## 課題文
---*---

フォーラムによれば、ロシアの脱植民地主義や脱中央集権(地方分権)、非プーチン化、非ナチ化、非武装化を唱えて活動している[2]。
2023年3月17日に、フォーラムはロシア政府によってロシアにとって望ましくない団体に指定された[3]。
歴史
[編集]第1回
[編集]第一回のフォーラムは2022年5月8日と9日、すなわちヨーロッパ戦勝記念日にポーランドのワルシャワで開かれた。フォーラムにはロシアの元国家会議議員のイリヤ・ポノマリョフやバシコルトスタン、チェチェン、シベリアなどの地域主義者や分離主義者も参加した。[4]。第一回フォーラムでは、ロシアの反政府派である自由ロシアフォーラムへの批判もあり、その中でジャーナリストのヴァディム・シュテパは自由ロシアフォーラムが中央集権的思考に囚われていると主張した[5][6]。また、フォーラムにはベラルーシの政治家のパベル・ラトゥシコや欧州議会議員で元ポーランド外相のアンナ・フォティガ、元ウクライナ外相のパブロ・クリムキン、元アメリカ合衆国国防長官のクリストファー・ C・ミラーも参加している[7]。
フォーラムの参加者はロシアの解体を強く求め、ロシア政府がウクライナとロシアの両方でロシア民族以外に対して公然と言語的、民族的、集団的なジェノサイドが行われていると主張した[8]。

---*---

## 演習資料
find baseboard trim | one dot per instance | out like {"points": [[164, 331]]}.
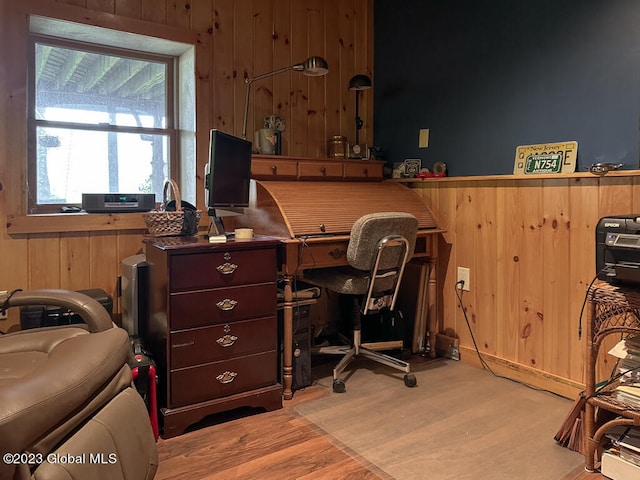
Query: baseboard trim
{"points": [[522, 373]]}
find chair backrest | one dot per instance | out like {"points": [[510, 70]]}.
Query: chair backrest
{"points": [[367, 232]]}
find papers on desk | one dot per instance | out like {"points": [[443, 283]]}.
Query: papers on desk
{"points": [[302, 293]]}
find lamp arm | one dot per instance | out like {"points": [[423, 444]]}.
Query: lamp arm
{"points": [[249, 81]]}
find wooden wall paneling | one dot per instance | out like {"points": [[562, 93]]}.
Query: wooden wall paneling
{"points": [[508, 268], [347, 68], [583, 201], [447, 248], [129, 8], [263, 46], [76, 3], [300, 49], [615, 196], [108, 6], [332, 83], [222, 85], [201, 17], [104, 263], [485, 266], [556, 240], [242, 55], [75, 261], [531, 294], [179, 13], [317, 138], [465, 257], [154, 11], [282, 57], [635, 196], [44, 262]]}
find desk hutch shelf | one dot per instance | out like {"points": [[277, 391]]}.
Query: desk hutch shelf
{"points": [[612, 310]]}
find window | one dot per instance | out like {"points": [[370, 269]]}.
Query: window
{"points": [[101, 117]]}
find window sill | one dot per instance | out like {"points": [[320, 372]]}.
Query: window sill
{"points": [[73, 222]]}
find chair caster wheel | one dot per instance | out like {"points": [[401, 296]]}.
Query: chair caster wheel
{"points": [[410, 380]]}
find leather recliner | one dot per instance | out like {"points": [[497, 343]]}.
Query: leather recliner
{"points": [[68, 409]]}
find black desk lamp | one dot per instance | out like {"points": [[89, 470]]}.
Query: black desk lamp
{"points": [[312, 67], [357, 83]]}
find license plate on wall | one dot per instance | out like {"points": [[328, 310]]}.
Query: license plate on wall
{"points": [[547, 158]]}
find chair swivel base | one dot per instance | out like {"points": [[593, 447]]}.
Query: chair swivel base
{"points": [[351, 352]]}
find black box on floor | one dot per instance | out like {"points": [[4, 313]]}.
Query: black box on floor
{"points": [[301, 347], [36, 316]]}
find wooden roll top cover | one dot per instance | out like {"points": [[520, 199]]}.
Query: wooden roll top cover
{"points": [[297, 209]]}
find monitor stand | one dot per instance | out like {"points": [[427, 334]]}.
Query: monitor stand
{"points": [[216, 227]]}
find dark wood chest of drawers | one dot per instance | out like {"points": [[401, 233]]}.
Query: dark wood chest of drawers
{"points": [[213, 327]]}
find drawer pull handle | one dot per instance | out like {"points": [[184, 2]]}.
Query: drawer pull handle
{"points": [[337, 253], [227, 377], [227, 340], [226, 304], [227, 268]]}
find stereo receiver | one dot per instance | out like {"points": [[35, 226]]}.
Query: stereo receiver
{"points": [[118, 202]]}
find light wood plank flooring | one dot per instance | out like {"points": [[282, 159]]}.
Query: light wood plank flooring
{"points": [[274, 445]]}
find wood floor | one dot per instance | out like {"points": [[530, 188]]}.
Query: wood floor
{"points": [[275, 445]]}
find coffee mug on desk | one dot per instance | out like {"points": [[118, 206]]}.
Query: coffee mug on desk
{"points": [[243, 233], [266, 140]]}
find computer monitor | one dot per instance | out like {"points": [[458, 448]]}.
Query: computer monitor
{"points": [[227, 177]]}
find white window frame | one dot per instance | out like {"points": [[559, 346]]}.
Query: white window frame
{"points": [[180, 113]]}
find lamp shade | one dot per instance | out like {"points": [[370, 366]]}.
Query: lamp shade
{"points": [[359, 82]]}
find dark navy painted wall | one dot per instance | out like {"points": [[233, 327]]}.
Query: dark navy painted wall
{"points": [[487, 75]]}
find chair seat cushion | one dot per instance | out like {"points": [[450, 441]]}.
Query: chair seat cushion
{"points": [[345, 280], [47, 375]]}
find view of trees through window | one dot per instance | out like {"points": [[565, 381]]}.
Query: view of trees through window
{"points": [[101, 123]]}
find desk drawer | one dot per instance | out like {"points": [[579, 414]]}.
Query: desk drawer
{"points": [[221, 342], [221, 305], [319, 170], [362, 170], [273, 169], [223, 268], [220, 379]]}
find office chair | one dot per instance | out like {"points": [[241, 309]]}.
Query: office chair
{"points": [[68, 410], [380, 246]]}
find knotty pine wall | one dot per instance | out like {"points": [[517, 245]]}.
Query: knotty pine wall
{"points": [[529, 243], [530, 246], [233, 39]]}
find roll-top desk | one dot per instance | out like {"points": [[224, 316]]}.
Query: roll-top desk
{"points": [[213, 326], [311, 205]]}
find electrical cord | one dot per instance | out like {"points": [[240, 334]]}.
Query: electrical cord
{"points": [[485, 365]]}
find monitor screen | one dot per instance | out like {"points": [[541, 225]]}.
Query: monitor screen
{"points": [[228, 172]]}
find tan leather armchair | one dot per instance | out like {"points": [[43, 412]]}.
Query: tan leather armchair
{"points": [[68, 409]]}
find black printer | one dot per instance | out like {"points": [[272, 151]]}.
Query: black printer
{"points": [[618, 249]]}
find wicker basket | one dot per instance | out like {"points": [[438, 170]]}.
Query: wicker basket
{"points": [[163, 223]]}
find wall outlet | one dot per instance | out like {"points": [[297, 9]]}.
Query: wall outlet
{"points": [[3, 297], [464, 275]]}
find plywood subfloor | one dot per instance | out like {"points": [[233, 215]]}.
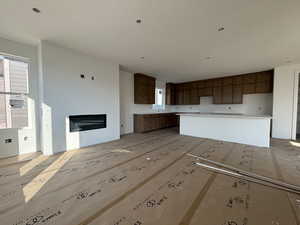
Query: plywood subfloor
{"points": [[151, 179]]}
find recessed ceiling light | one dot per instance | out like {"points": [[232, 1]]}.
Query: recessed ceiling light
{"points": [[36, 10]]}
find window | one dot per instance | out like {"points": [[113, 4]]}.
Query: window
{"points": [[13, 93], [159, 104]]}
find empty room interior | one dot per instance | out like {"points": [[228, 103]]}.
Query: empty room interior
{"points": [[146, 112]]}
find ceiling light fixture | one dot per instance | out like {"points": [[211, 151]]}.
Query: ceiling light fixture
{"points": [[36, 10]]}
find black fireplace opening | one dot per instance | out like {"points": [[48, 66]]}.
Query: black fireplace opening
{"points": [[87, 122]]}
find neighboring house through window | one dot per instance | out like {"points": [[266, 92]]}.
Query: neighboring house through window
{"points": [[13, 93]]}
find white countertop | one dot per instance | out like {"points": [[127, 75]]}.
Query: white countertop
{"points": [[226, 115]]}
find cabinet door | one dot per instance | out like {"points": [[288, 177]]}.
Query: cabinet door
{"points": [[195, 99], [264, 87], [180, 96], [227, 94], [217, 95], [186, 93], [170, 94], [249, 88], [204, 92], [249, 78], [237, 94], [144, 89]]}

---*---

## 演習問題
1 – 課題文を、「フォーラムによれば、ロシアの」を含む箇所から書き写し、「ミラーも参加している[7]。」の直後で終えてください。
2 – 各項目のうち、文字列「countertop」を含む行をすべて選び出してください。

## 各問の解答
1 –
フォーラムによれば、ロシアの脱植民地主義や脱中央集権(地方分権)、非プーチン化、非ナチ化、非武装化を唱えて活動している[2]。
2023年3月17日に、フォーラムはロシア政府によってロシアにとって望ましくない団体に指定された[3]。
歴史
[編集]第1回
[編集]第一回のフォーラムは2022年5月8日と9日、すなわちヨーロッパ戦勝記念日にポーランドのワルシャワで開かれた。フォーラムにはロシアの元国家会議議員のイリヤ・ポノマリョフやバシコルトスタン、チェチェン、シベリアなどの地域主義者や分離主義者も参加した。[4]。第一回フォーラムでは、ロシアの反政府派である自由ロシアフォーラムへの批判もあり、その中でジャーナリストのヴァディム・シュテパは自由ロシアフォーラムが中央集権的思考に囚われていると主張した[5][6]。また、フォーラムにはベラルーシの政治家のパベル・ラトゥシコや欧州議会議員で元ポーランド外相のアンナ・フォティガ、元ウクライナ外相のパブロ・クリムキン、元アメリカ合衆国国防長官のクリストファー・ C・ミラーも参加している[7]。

2 –
find white countertop | one dot per instance | out like {"points": [[127, 75]]}.
Query: white countertop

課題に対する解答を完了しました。